-- start of Extract --

Tuesday, April 22, 2014

Cat Blogging: A whole lot of love

Orson is more than a month into his new diet and exercise plan and he's lost over a pound. We worried he was losing weight too fast, but the vet assured us things are progressing, for now, in the right direction. He's running the stairs six or more times each day, and engaging in raucous games of laser chase. All that blubber is turning into lean mean muscle (I hope.). Next weigh in: Saturday.

Thursday, April 17, 2014

Breaking the rules: Pizza Nicoise

There are, in some regions, rules about what belongs on a pizza. Italian purists refuse to stray from thin tomato sauce and a scant dusting of cheese. Neapolitan pizza bakers must follow strict regulations about everything from the dough ingredients to the way the crust is formed, from the toppings to the baking temperature and the kind of wood burned in the stone oven.

Americans are known for their love of garbage pizza, an unappetizing word for pizza with every topping imaginable. If pizza alone isn't satisfying enough, we reach for side dishes. Chain delivery services offer a variety of side junk: chicken wings, bread sticks, and macaroni. It has been my experience that the more sides are offered, the less appealing the pizza. We love pizza so much that we've invented regional styles: Detroit-style, Chicago deep dish, New York, California.

Other countries have their own pizza traditions. When Shakey's Pizza was alive and well in Minnesota, we flocked there for the pepperoni, unique in that it was layered on top of the pies where it browned on the edges and curled into little bowls of piquant grease. Shakey's Pizza in Japan has plenty of familiar toppings, such as pepperoni, yet they can't keep the corn and eel slices coming out of the oven fast enough to satisfy the all-you-can-eat lunch crowds. Swedes are served "Pizza Salad" with their pies, which from what I can tell is simply cabbage coleslaw (although I've yet to meet a Swede who claims to enjoy Pizza Salad), while Pizza Hut's recent attempts at bringing odd toppings to lucky connoisseurs across Asia and the Middle East made me wonder if all the hoopla was an Internet hoax.

Which brings us to my kitchen. The only pizza rule in my house is that it must be delicious. Experimentation is encouraged. The weirder, the better. My epitaph will read "When in doubt, throw it on a pizza." See today's Called to the Table and view illustrations below for lessons in updating a classic salad. I present, for your tasting pleasure, Pizza Nicoise.

-- end of Extract --
-- start of Supplied entries --

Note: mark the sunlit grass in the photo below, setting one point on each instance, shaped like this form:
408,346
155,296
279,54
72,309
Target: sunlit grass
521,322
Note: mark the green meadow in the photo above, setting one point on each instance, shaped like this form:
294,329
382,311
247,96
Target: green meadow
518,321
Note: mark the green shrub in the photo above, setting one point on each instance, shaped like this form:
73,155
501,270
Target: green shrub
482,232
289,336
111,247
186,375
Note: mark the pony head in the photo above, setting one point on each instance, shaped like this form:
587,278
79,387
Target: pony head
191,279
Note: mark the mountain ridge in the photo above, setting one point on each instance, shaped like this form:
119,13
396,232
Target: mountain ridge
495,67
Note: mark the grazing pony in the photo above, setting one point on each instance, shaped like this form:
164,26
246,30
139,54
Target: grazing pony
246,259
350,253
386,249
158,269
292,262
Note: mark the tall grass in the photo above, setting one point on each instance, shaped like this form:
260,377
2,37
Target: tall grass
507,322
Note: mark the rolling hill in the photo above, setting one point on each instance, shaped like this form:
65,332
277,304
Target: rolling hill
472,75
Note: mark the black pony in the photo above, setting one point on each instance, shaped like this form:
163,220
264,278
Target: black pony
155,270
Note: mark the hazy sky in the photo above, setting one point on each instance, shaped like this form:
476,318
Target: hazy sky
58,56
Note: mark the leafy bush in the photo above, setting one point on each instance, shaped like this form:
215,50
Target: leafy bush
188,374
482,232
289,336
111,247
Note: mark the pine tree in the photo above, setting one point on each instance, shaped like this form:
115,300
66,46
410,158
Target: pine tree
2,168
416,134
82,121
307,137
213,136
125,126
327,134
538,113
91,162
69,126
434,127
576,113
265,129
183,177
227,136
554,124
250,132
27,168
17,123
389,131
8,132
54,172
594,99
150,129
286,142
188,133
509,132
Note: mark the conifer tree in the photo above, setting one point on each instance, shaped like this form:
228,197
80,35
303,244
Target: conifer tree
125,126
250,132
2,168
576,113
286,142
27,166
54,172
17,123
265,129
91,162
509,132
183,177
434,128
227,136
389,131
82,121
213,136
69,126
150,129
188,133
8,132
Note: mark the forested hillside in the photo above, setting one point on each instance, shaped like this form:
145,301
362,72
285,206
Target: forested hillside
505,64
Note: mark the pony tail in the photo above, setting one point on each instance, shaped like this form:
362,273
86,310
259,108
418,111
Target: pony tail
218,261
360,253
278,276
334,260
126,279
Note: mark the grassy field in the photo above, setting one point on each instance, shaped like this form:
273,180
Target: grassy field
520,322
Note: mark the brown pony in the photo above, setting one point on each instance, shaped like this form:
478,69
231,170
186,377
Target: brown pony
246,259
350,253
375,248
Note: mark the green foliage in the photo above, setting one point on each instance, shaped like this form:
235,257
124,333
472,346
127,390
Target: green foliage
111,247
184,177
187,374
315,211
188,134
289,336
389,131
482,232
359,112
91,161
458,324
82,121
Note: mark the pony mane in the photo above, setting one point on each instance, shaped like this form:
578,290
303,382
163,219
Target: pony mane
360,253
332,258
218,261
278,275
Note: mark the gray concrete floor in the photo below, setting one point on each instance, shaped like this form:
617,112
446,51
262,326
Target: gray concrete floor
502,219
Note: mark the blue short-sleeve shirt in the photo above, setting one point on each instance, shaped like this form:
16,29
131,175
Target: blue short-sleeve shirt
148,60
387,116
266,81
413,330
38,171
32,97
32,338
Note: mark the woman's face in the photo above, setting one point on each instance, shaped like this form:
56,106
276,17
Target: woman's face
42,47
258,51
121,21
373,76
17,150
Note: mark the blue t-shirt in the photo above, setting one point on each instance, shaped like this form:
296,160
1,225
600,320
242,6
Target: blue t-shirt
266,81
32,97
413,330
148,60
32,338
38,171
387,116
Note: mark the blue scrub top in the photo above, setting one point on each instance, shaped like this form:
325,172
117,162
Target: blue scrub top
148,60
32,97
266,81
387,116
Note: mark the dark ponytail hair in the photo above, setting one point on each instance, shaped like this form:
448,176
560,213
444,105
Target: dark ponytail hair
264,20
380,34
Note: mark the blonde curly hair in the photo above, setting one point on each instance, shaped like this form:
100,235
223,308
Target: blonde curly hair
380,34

-- end of Supplied entries --

§ **Instructions to follow**:
Rewrite the part of the pizza post that opens with the words containing "There are, in" and closes with "New York, California.", putting "kitchen-sink pizza" wherever "garbage pizza" appears.

§ **In response**:
There are, in some regions, rules about what belongs on a pizza. Italian purists refuse to stray from thin tomato sauce and a scant dusting of cheese. Neapolitan pizza bakers must follow strict regulations about everything from the dough ingredients to the way the crust is formed, from the toppings to the baking temperature and the kind of wood burned in the stone oven.

Americans are known for their love of kitchen-sink pizza, an unappetizing word for pizza with every topping imaginable. If pizza alone isn't satisfying enough, we reach for side dishes. Chain delivery services offer a variety of side junk: chicken wings, bread sticks, and macaroni. It has been my experience that the more sides are offered, the less appealing the pizza. We love pizza so much that we've invented regional styles: Detroit-style, Chicago deep dish, New York, California.